> **What is being asked**
Copy the lines word for word, starting with the first one and stopping after the line that contains "box: [620, 597, 700, 724]", and leave out the pictures.

Start of Extracted material

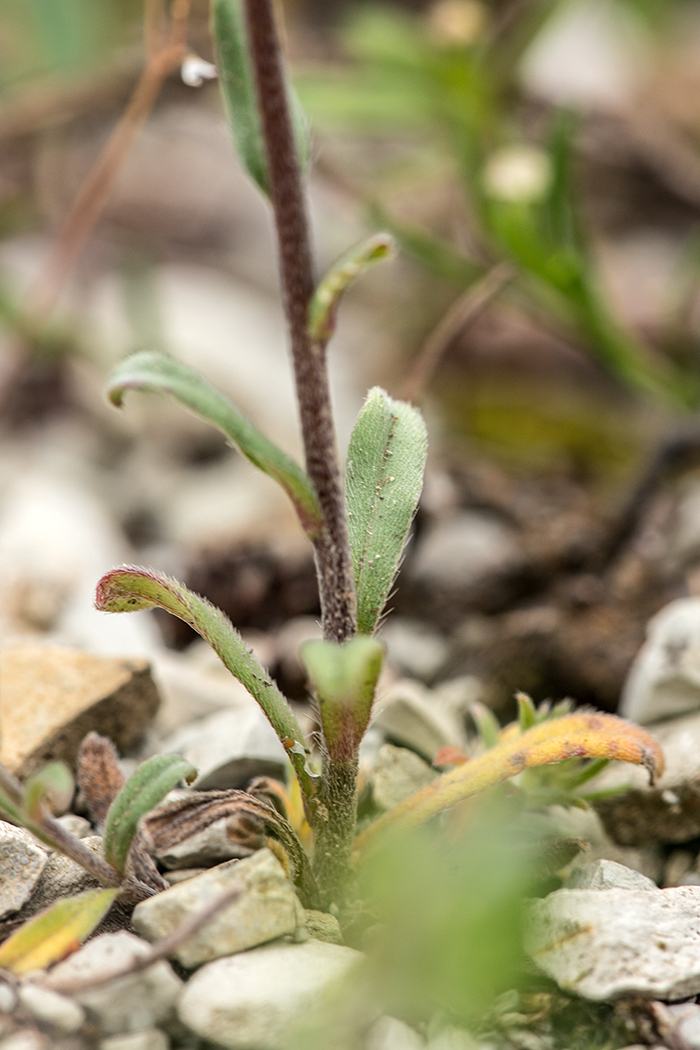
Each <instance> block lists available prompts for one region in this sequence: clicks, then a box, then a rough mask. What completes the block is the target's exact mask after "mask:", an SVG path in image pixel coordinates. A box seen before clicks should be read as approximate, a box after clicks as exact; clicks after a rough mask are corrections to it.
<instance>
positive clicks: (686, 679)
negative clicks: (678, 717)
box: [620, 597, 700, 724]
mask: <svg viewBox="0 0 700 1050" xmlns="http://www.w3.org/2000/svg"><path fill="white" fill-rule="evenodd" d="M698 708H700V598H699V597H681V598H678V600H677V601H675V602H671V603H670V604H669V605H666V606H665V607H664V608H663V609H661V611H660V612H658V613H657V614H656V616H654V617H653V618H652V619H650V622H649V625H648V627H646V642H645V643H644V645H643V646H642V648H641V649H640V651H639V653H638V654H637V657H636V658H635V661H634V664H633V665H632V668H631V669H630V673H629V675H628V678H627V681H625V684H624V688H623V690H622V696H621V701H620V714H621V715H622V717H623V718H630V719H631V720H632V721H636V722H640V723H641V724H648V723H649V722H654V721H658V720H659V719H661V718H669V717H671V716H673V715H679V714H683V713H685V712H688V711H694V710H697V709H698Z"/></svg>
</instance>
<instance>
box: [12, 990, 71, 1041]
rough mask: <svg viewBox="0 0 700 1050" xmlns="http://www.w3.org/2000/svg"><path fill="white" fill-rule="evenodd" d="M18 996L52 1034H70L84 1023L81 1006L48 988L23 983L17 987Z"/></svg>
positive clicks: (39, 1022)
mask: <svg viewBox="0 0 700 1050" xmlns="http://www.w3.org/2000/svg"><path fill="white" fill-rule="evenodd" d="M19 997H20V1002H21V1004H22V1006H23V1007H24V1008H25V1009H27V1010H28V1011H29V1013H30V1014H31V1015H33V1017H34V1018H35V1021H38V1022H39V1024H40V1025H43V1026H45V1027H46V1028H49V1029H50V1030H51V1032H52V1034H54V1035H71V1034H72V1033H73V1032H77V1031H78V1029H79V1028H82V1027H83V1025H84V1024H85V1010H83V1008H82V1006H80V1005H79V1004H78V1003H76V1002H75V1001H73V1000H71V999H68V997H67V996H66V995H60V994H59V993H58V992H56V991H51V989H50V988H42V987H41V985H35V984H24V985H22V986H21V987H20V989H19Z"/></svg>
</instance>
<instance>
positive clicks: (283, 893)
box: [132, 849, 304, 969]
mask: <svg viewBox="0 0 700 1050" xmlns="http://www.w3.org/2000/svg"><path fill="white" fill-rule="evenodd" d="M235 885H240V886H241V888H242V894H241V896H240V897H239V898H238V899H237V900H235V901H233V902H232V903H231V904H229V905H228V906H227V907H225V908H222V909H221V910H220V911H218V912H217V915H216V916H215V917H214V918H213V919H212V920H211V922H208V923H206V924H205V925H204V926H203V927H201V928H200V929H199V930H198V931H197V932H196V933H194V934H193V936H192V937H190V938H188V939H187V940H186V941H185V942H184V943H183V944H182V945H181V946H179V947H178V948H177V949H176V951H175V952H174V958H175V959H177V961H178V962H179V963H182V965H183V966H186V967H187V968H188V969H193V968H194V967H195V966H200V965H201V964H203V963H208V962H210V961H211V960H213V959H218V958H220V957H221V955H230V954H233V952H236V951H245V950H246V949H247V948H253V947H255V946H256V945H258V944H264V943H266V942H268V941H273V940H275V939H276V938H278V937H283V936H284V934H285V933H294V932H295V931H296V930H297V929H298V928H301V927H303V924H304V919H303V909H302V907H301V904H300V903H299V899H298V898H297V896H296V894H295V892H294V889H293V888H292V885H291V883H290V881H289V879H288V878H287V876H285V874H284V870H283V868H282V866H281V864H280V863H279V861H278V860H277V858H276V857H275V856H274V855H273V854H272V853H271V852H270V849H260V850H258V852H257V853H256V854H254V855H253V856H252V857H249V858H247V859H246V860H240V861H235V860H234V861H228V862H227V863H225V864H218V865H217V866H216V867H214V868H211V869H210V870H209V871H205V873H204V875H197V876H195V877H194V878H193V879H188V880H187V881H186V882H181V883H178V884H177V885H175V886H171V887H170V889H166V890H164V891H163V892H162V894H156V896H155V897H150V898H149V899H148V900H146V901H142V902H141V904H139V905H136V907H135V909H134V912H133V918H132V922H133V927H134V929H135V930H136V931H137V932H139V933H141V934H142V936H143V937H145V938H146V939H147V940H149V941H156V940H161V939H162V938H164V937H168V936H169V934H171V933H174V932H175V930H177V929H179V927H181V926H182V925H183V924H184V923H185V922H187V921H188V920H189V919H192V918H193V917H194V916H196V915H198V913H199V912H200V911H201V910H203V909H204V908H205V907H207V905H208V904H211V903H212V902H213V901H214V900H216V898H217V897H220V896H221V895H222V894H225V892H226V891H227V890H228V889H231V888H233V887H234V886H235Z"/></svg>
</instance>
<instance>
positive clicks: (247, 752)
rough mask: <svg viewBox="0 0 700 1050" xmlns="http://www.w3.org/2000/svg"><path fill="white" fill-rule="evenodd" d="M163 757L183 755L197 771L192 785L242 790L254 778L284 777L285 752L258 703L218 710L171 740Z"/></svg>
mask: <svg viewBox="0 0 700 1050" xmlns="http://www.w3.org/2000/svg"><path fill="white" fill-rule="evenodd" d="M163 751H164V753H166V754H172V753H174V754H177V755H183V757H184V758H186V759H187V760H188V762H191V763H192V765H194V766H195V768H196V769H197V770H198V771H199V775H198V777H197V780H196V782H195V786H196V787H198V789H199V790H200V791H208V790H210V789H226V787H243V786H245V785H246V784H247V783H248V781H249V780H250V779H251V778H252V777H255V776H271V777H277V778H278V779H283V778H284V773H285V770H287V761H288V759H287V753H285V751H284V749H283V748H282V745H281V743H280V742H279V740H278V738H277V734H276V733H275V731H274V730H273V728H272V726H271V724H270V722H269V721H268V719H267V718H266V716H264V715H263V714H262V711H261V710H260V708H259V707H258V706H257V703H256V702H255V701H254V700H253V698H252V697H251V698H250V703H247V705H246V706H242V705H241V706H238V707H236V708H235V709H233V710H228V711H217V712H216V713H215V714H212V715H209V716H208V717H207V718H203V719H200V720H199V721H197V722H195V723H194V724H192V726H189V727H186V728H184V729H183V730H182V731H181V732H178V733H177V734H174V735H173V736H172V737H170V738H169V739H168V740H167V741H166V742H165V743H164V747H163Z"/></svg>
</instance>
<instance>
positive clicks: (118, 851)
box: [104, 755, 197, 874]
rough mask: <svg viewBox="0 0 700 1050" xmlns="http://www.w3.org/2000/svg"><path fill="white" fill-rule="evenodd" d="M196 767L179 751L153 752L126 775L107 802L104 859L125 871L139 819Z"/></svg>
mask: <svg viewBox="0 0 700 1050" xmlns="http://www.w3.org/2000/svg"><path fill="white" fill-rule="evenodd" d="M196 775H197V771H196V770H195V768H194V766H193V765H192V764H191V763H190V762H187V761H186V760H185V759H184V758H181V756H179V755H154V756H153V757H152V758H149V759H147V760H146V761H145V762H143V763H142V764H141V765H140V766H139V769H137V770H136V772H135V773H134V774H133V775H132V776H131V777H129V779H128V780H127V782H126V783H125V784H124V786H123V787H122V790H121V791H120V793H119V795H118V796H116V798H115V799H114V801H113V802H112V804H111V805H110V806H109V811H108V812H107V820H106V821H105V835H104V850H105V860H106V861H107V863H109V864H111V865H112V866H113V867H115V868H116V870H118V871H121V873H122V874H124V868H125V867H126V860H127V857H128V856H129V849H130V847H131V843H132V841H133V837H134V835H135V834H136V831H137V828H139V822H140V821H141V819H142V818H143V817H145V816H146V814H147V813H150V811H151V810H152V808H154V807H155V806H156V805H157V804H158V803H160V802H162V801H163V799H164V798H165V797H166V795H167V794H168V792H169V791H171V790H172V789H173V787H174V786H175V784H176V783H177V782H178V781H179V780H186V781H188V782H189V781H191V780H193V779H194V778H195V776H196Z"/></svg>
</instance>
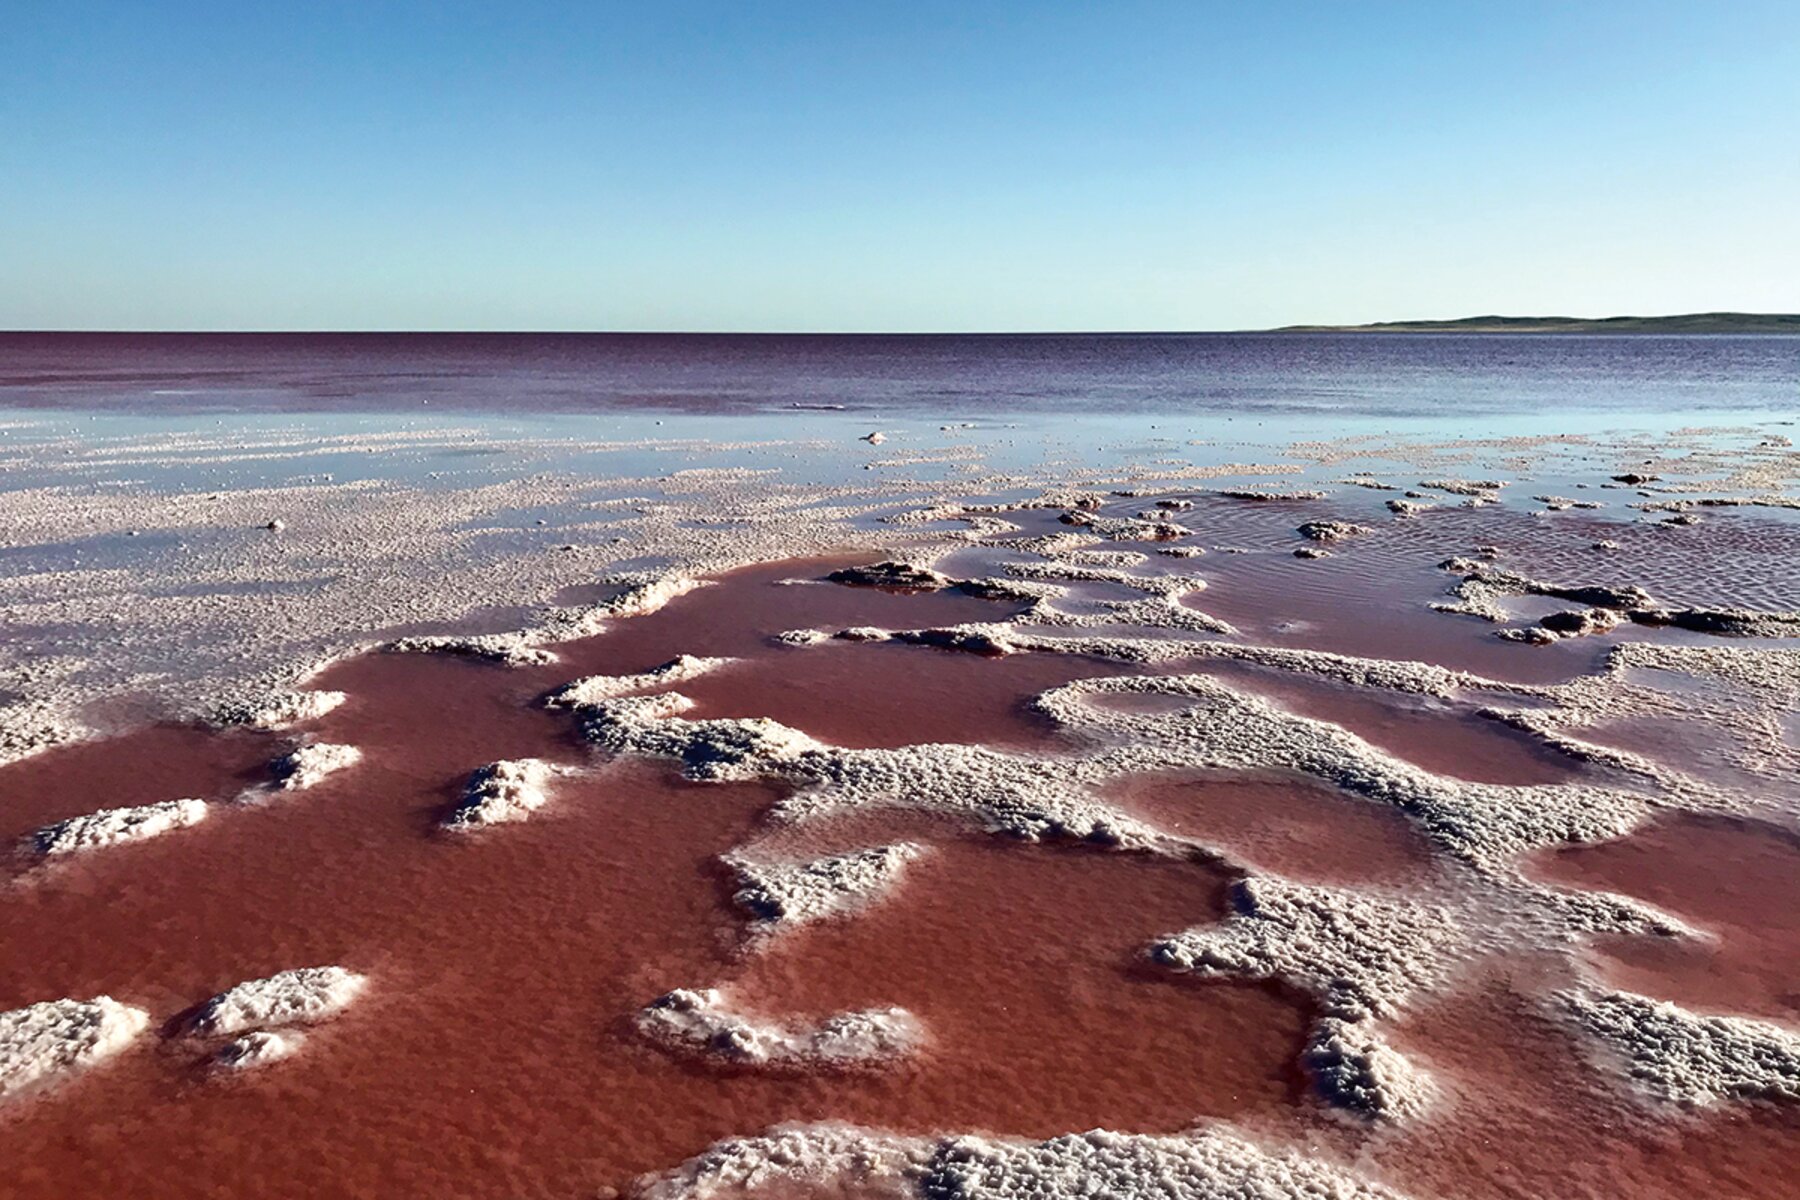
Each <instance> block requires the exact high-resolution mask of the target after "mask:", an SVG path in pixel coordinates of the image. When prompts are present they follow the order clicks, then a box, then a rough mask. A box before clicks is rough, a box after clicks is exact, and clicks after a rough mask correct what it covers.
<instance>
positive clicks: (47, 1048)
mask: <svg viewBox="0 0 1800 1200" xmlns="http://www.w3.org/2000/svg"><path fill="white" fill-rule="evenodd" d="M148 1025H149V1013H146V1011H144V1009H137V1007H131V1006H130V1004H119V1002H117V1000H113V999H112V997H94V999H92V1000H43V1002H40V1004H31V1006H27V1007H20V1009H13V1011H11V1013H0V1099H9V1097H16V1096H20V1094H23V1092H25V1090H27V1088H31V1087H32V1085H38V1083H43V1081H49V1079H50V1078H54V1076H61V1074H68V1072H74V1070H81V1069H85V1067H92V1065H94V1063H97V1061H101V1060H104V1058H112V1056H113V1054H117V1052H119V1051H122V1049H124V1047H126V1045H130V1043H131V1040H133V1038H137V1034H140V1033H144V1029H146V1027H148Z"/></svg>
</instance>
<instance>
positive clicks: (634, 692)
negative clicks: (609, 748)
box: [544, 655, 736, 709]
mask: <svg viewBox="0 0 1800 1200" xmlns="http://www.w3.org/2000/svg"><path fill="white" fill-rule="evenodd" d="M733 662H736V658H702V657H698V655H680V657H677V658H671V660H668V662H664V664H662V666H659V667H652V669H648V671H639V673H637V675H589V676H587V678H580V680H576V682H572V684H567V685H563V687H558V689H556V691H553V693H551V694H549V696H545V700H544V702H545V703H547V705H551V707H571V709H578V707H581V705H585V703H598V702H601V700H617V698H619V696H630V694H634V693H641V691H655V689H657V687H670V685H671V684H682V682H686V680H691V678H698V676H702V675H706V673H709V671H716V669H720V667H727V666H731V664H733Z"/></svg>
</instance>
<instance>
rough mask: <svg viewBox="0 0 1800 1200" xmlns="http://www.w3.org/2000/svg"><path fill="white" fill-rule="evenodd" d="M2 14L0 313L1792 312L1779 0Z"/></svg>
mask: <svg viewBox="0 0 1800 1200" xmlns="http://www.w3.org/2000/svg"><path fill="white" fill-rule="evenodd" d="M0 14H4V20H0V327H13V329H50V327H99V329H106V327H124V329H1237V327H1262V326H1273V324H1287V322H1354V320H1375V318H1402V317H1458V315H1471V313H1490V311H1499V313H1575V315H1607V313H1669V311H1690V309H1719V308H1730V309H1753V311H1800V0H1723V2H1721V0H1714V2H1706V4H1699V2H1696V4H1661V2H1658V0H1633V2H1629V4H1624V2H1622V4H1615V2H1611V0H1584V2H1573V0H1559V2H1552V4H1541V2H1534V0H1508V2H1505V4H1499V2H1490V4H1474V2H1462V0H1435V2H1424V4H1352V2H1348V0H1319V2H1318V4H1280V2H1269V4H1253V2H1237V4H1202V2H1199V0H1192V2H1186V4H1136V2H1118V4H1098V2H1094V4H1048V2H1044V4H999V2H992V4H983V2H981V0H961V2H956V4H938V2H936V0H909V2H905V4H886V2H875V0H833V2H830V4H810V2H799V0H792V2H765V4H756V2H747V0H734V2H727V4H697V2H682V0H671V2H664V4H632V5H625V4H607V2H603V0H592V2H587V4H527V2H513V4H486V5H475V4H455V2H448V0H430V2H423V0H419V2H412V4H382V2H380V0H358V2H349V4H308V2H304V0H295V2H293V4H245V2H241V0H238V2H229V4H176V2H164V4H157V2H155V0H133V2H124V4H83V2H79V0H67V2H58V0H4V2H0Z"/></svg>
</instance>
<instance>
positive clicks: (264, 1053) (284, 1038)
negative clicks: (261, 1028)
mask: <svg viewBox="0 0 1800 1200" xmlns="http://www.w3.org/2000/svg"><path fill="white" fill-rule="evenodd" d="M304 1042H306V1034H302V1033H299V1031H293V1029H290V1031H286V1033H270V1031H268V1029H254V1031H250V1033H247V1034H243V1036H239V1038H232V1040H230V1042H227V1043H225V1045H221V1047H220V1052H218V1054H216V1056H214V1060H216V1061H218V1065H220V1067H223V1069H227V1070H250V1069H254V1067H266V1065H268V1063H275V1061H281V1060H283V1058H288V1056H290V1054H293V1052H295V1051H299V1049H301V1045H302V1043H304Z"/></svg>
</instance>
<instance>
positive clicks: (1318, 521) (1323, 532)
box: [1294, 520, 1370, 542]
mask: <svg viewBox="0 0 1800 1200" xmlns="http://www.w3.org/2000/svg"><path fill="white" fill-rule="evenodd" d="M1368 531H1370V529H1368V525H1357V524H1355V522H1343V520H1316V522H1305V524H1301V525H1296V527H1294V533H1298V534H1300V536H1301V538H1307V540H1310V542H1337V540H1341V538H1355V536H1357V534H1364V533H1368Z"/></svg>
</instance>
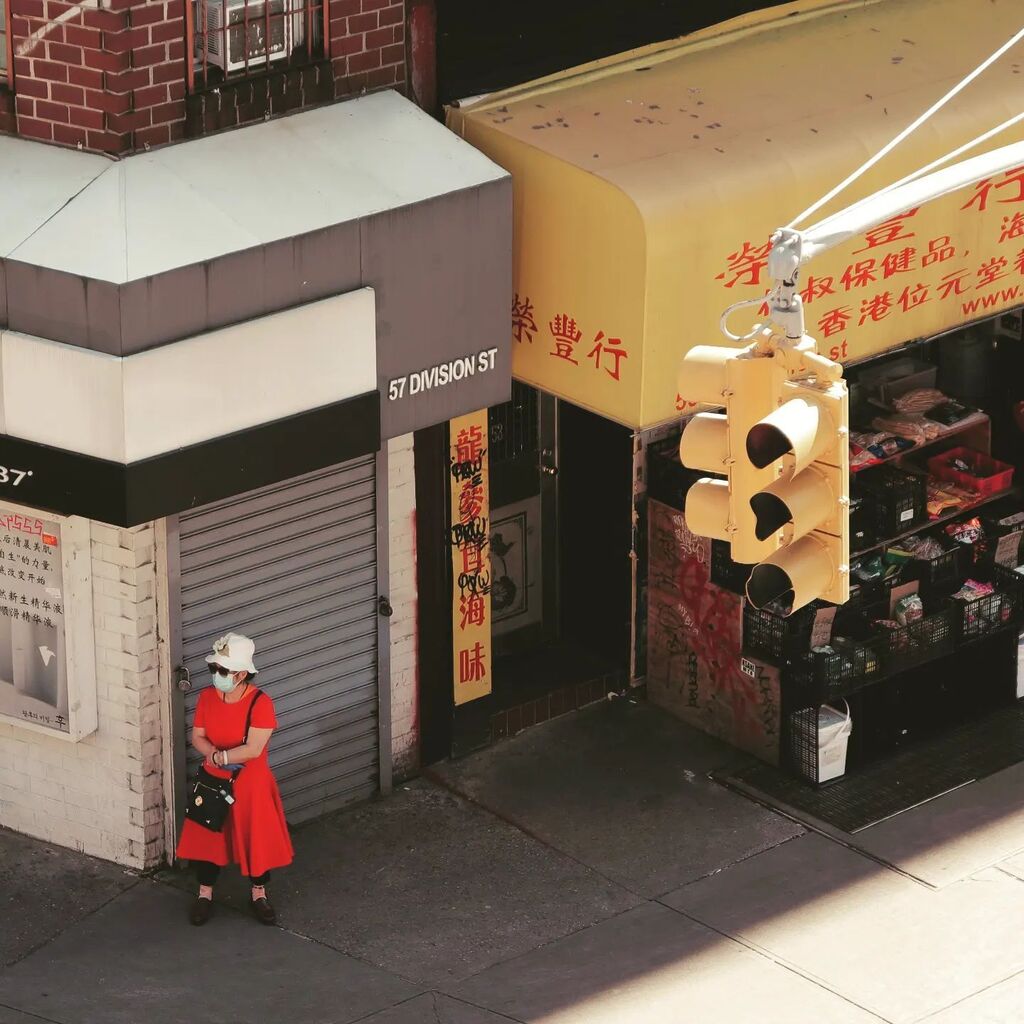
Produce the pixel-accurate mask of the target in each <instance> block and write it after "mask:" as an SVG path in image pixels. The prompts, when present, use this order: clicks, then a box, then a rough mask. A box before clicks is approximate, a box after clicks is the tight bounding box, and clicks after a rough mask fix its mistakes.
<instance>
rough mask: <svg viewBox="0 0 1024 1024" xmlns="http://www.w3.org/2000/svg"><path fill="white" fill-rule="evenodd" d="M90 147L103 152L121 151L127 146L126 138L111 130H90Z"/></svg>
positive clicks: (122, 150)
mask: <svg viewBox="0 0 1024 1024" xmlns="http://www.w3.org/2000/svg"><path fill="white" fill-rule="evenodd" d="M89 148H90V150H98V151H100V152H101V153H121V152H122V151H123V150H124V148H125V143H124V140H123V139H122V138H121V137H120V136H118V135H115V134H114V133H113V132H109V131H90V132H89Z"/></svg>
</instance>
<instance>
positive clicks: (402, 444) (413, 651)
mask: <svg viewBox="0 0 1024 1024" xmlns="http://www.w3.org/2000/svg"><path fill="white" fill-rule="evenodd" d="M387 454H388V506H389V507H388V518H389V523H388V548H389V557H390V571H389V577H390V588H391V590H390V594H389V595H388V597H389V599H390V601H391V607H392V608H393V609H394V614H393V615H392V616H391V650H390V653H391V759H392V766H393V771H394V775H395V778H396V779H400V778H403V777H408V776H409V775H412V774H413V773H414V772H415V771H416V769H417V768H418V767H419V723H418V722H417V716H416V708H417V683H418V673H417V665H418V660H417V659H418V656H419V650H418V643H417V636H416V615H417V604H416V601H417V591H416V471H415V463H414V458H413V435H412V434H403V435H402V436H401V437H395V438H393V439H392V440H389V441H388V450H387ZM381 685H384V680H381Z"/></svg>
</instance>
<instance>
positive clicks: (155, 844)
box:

End of Extracted material

> **Solution to the problem**
Each <instance> block lists available prompts for one region in this sequence: clicks, then a box, then a rough mask. What completes the block is the target's exact mask after "mask:", an SVG path in image pixel coordinates. A box seen before clicks should be read as approximate, a box after clicks as exact; clicks after a rough mask are corrections to it.
<instance>
positive clicks: (686, 679)
negative clicks: (678, 717)
box: [620, 597, 700, 724]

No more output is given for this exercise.